• EXERCISE INSTRUCTIONS
(a) Copy out the blog excerpt word for word, everything from "Having a seriously" down to "every two minutes.".
(b) Carry on writing the blog excerpt, picking up right after its final sentence.

• SELECTED EXCERPT
My heartfelt curses go out to a certain Swede for introducing me to this concept, and for telling me about the site which gives you - no questions asked - $10 to start you off. As someone who just about understands the rudiments of poker, I make a few completely stupid moves on occasion and then follow them up with the perfect hand and up goes my overall balance once more. The problem is that I can feel myself learning the rules as I go along and 'getting the idea', and indeed improving my playing. Which, if I'm not careful, is going to lead to me just adding A Few Pounds to my poker account from what is a very real bank balance and becoming firmly lost in that world.
Having a seriously addictive personality does have its advantages. It means that once I get started on this damn essay, I'll sit there until it is done, and done properly. Which means it'll just take me a good chunk of a day to finish - BUT, I know perfectly well that once I start I really will get firmly stuck into it. And I can't face the idea of staring at an MS Word document, checking that word count every two minutes.
Right, I'm going to read through my notes one more time, try and gather some focus - and it if hasn't happened after ten minutes then I'll give in and watch a few more Seinfeld episodes. Curses to this technological age and the uber-fast internet provided by the university. One feels obliged to make use of the awesome 100Mbps speed.

Tuesday, May 30, 2006

Supporting Schumacher

For those of you not in the know - and if that does apply, then you are in disgrace, go stand in the corner feeling ashamed - Schumacher gained pole position at the Monaco grand prix over the weekend. Hours later, after apparently much deliberation, he was moved to the back of the grid for the start of the race - in any circuit it would be virtually impossible to win from the back, but particularly at Monaco. The fact he ended in fifth place demonstrates both his abilities as a driver, and Ferrari's undisputed skill for producing formdiable cars.
Years ago, when Schumacher was starting out, there were a few dubious moves here and there and his integrity as a driver was called into question. A few sharp raps on the wrist later, however, and he is widely regarded as one of the best - if not the best - drivers of all time. You don't become world champion a record seven times for nothing, and speaking of records he has indeed smashed all of those known in the F1 world. I think it was at the Italian grand prix a few seasons ago that his personality was called into question again, when he raced the day after his mother died (and, by the bye, won). One does wonder what the hell else he was meant to do in the situation. It isn't as if the race could be moved, a replacement on a par with him located. When you consider not only the millions of pounds that would have been involved if he hadn't raced, but moreover what his mother would probably have wanted, you can't really question his motives there.

• INFORMATION GIVEN
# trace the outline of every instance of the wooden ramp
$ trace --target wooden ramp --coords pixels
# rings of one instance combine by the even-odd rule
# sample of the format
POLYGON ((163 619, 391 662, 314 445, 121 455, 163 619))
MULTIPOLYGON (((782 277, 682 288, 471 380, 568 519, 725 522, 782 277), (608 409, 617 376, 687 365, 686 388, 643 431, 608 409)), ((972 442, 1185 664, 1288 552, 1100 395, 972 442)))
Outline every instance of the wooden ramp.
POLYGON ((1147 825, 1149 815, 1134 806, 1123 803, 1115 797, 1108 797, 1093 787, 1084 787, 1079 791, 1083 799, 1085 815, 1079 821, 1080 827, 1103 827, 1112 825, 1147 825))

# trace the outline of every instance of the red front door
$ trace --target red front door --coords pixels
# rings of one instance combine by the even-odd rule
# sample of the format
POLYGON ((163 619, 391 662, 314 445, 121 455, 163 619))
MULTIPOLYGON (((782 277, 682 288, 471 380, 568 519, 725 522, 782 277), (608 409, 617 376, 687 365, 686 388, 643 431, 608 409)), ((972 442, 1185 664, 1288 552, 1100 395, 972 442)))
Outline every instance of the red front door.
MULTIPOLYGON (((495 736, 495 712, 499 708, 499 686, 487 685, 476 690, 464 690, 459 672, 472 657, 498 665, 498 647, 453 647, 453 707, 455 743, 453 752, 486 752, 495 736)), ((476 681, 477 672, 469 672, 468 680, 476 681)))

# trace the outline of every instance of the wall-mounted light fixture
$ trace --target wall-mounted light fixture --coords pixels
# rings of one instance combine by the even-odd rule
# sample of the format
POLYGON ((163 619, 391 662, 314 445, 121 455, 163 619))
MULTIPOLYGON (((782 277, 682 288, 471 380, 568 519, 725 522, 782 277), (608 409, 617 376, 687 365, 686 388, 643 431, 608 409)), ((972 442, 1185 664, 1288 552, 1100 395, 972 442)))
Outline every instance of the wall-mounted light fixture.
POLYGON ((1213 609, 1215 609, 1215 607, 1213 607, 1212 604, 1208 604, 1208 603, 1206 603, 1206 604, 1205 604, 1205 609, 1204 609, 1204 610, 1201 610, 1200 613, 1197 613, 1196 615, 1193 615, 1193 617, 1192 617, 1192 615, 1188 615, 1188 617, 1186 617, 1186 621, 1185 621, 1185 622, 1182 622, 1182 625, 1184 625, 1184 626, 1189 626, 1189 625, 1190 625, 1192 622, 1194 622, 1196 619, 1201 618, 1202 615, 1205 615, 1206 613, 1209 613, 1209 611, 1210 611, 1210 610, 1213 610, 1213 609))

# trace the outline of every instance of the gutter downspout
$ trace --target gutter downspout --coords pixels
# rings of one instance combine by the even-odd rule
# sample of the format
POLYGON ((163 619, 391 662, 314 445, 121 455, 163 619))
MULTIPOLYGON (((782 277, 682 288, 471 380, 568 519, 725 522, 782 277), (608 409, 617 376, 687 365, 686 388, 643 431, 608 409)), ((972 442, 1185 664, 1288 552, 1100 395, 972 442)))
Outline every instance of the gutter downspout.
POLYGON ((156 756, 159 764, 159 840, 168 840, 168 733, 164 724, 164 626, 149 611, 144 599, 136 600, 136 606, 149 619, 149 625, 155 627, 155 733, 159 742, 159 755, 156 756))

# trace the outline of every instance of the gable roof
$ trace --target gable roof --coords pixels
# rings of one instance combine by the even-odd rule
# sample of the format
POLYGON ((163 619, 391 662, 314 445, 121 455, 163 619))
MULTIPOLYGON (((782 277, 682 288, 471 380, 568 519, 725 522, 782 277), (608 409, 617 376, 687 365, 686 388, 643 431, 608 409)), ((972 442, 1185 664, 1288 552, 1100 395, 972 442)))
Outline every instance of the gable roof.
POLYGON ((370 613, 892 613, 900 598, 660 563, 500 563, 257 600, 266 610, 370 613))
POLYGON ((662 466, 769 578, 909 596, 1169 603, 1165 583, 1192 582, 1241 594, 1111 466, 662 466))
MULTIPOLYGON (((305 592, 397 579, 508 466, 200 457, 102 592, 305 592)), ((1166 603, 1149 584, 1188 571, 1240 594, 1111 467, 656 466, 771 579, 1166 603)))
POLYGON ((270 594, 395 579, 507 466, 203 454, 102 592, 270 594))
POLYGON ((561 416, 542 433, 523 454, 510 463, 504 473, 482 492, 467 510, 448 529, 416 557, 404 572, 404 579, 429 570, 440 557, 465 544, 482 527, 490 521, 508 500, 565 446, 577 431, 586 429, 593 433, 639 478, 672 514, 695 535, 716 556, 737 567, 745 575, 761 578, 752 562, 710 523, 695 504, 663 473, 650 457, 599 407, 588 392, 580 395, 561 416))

• RESULTS OF THE TASKS
(a)
Having a seriously addictive personality does have its advantages. It means that once I get started on this damn essay, I'll sit there until it is done, and done properly. Which means it'll just take me a good chunk of a day to finish - BUT, I know perfectly well that once I start I really will get firmly stuck into it. And I can't face the idea of staring at an MS Word document, checking that word count every two minutes.

(b)
Last year, Alonso stole the crown from Schumacher. For the first time in years, Schumi actually has a genuine competitor and in all honesty, he's probably delighted. If you consider the dedication he has given to Ferrari, the skill with which every manouvere is calculated, you realise that he does not turn away from challenges.
And you also realise that he has skill enough to win without cheating. I for one am furious about the accusations thrown at his door, and the implications of the punishment that was doled out to him. Courtesy of a few terrible races at the beginning of the season (thanks to Ferrari and Bridgestone's reliability, not driver error) Schumi has some serious ground to make up on Alonso if he's to challenge for the Title again. Throwing him to the back of the grid when there was no evidence - mere speculation - is appalling behaviour by the stewards. It is purely because he is such a brilliant driver that the punishment was carried out; had he been a less experienced driver, he'd have been given the benefit of the doubt. Maybe received the standard 'drop ten places on the grid' penalty. I loathe the manner in which some people just can't stand success in others. All the 'congratulations' and 'good lucks' you receive over the years should come with the amendment: 'but don't do too well...'. Not that I'm putting any of my supposed achievements on a par with Schumacher's, but I have managed to lose multiple friends over the years and it seems the only reason is because I ended up doing things they themselves would never have the guts to do, or indeed the ability. How can you be friends with anyone when there is jealousy involved??
Dammit, this world is screwed up.
And if Schumacher doesn't get that title by a few points at the end of the season, I'm sure Alonso's win wont taste quite so sweet.

Saturday, May 27, 2006

Oxford Summer VIIIs

It is when writing this kind of post that I become horribly aware that there are people actually reading this rubbish. It can be incredibly difficult to craft a post that veils the true identity of somebody that I'm describing here - but there is always the consideration that, given most people know what I think of them anyway, should I really bother to take that much care? I have three weeks left in Oxford and no social life for the duration courtesy of dissertation duties and maybe it really doesn't matter any longer...
Which means I can mention various VIIIs experiences with ease. Like the cox who tried to kill our entire crew by smashing us enthusiastically into a wall - think my facial expressions on the following two links sum up what was going through my mind (and, chances are, simultaneously coming out of my mouth).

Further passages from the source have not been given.